Problem →
Return each line of the listing below that contains the string "ornament", copying it in full.

Records from a dataset →
◆ ◆ ◆ ◆ ◆ ◆ ◆
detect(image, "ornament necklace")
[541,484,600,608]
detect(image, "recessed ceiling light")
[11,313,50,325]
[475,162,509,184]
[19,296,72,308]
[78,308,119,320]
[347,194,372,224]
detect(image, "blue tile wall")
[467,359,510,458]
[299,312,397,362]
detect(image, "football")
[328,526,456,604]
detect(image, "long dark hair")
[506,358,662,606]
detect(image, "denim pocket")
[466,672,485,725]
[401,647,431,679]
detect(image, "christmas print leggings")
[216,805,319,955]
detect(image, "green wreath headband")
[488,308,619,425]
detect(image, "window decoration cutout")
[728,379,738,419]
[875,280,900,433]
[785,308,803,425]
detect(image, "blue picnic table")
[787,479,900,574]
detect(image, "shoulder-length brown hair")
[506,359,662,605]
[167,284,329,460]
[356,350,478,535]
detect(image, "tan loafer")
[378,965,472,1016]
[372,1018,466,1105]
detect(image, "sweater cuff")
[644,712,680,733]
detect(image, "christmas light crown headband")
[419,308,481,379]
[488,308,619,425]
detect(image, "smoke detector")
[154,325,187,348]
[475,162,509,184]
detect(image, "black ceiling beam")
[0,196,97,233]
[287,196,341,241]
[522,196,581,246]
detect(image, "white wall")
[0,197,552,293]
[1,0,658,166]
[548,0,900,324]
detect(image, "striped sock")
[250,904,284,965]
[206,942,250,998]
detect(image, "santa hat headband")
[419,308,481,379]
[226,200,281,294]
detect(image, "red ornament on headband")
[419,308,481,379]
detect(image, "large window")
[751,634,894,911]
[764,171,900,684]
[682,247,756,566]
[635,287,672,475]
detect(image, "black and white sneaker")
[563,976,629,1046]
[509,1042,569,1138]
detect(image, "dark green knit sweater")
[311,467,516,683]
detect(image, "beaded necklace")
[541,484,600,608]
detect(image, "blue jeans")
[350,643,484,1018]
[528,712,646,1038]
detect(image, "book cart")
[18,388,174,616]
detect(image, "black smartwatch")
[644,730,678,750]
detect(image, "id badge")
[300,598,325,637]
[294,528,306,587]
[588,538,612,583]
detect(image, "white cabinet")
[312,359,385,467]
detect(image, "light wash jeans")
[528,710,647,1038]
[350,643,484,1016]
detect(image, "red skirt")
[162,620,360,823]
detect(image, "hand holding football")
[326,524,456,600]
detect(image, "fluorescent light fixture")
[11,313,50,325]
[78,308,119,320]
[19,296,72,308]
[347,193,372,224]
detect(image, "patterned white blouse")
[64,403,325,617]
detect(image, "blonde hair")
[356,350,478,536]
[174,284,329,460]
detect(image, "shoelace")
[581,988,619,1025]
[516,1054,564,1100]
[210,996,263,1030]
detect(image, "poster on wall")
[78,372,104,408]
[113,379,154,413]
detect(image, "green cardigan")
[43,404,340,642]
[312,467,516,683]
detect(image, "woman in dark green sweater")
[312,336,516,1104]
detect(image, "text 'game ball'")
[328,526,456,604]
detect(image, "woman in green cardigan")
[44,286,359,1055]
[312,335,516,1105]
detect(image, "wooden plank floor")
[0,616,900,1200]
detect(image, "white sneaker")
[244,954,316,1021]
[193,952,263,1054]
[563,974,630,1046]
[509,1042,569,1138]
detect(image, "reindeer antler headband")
◆ ◆ ◆ ◆ ◆ ◆ ◆
Reply to the task →
detect(image, "ornament necklace")
detect(image, "red ornament on headband")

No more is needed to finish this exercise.